Pop Rock
11 DEZEMBRO
1991
OS FAVORITOS DA LUA
LUA
EXTRAVAGANTE Lua Extravagante
LP/MC/CD, EMI – Valentim de Carvalho
Música lunar. Da noite e das
marés da voz. Vitorino, Janita e Carlos Salomé, e Filipa Pais cantam o lado
nostálgico de ser português. É um disco de canto sofrido, de doridas harmonias.
É também a prova de que é possível, em Portugal, fazer discos que voltam as
costas à moda e ao efémero. Em “Lua Extravagante” não há canções que pisquem o
olho à salada radiofónica. Há somente, e não é pouco, a dignidade do canto e da
música vivida por dentro. A transmissão de experiências que dizem da maneira
como costumávamos ser. Cruzam-se vivências da cidade (Lisboa, sempre presente,
até nos antigos azulejos da cervejaria Trindade, que a capa, belíssima, retrata)
e do campo. As palavras do povo encontram-se com as do poeta Pessoa, no fado e
na distância. Em frente, o escuro da noite e a ilusão do mar.
“A Ilha” abre “à voz
duma monção”. Vitorino pegando ainda e sempre no filão dos Descobrimentos,
observados pelo prisma do sonho do qual não se regressa. O canto solta-se nos
“amores primeiros”. Lua-cheia. O tema do mar regressa no romance popular “Nau
Catrineta” sobre a cadência grave da sanfona de Carlos Guerreiro, instrumento
que acrescenta à música da Lua Extravagante o tom exato de profundidade, de
intemporalidade da “noite antiquíssima”.

== == ==

Problema 1 —
Com base na crítica ao disco “Lua Extravagante”, responda a cada pergunta numa linha própria.
(a) Que editora lança o disco?
(b) O que retrata a capa do disco?
(c) Em que instrumento Carlos Guerreiro acompanha “Nau Catrineta”?
Problema 2 — Indique quantas linhas das entradas contêm a palavra “parts”, distinguindo maiúsculas de minúsculas, e responda só com o número.
O texto e as entradas têm origens distintas.

== == ==

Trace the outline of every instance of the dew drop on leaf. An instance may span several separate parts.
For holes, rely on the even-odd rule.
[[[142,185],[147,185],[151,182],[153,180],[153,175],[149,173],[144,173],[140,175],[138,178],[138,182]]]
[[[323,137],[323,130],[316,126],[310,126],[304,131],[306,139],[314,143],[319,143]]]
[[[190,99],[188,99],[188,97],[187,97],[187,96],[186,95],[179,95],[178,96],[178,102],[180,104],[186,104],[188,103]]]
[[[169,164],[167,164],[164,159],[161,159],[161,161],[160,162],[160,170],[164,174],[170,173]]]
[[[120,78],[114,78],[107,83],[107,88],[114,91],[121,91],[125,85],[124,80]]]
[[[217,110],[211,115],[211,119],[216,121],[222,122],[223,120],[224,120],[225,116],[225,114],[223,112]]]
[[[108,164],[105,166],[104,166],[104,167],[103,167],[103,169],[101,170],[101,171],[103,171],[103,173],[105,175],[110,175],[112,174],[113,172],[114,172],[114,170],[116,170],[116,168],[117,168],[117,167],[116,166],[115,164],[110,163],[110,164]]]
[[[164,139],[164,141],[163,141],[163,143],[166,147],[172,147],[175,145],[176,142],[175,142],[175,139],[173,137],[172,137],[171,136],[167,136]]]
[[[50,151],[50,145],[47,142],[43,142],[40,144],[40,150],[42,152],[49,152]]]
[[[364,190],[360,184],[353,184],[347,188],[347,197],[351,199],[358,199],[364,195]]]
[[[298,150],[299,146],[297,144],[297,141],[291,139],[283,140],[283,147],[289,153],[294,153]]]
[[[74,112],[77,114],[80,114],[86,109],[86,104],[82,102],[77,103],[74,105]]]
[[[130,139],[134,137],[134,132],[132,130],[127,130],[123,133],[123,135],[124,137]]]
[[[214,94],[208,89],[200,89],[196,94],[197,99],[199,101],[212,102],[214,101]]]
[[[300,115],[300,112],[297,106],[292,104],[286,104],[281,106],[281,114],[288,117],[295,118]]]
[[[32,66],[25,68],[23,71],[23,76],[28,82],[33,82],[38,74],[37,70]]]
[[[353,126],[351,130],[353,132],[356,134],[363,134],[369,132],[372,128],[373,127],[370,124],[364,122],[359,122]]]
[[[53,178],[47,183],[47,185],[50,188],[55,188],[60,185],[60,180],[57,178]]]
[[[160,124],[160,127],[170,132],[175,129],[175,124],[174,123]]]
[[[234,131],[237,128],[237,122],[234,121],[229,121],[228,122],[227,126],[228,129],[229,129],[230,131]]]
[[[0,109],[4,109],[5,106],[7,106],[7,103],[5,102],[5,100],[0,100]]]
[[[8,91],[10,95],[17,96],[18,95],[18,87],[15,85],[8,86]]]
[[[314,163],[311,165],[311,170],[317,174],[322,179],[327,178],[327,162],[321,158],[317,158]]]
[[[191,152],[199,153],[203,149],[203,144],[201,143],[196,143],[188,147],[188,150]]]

== == ==

Resposta completa 1 —
(a) EMI – Valentim de Carvalho.
(b) Os antigos azulejos da cervejaria Trindade.
(c) Na sanfona.

Resposta completa 2 — 1